[Study material Boundary: Start]

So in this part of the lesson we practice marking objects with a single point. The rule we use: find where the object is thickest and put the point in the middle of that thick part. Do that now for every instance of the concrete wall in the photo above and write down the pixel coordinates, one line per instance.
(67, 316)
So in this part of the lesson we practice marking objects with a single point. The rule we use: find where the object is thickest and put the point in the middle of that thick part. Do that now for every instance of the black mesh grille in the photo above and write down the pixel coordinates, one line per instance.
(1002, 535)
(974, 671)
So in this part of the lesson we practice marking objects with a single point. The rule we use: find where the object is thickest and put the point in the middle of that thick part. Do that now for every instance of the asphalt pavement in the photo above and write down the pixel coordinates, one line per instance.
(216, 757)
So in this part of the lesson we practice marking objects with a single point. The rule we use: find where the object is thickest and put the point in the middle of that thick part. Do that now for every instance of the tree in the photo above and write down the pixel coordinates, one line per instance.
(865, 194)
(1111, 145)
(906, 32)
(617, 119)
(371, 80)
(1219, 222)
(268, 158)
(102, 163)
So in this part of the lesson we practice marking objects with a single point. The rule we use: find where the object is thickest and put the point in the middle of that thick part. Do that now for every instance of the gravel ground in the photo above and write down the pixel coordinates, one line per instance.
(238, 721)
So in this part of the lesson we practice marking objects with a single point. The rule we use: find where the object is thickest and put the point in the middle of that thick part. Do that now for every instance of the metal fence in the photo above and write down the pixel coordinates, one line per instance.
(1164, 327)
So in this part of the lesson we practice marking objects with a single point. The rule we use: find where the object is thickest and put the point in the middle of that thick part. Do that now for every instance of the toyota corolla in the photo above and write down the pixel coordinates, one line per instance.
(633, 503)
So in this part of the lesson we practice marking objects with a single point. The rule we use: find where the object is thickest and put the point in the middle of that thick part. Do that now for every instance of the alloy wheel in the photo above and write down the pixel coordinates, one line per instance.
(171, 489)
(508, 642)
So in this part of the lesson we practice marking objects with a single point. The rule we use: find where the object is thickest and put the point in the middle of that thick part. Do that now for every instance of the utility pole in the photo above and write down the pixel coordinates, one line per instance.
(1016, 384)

[Study material Boundary: End]

● **Task to carry out**
Give back only the lines from the one containing "of the utility" through the final line of the entries above, exactly as written, both included.

● **The completed task**
So in this part of the lesson we practice marking objects with a single point. The rule we use: find where the object is thickest and put the point in the middle of that thick part. Do that now for every instance of the utility pole in the photo above and write down the pixel coordinates, one line per instance.
(1016, 384)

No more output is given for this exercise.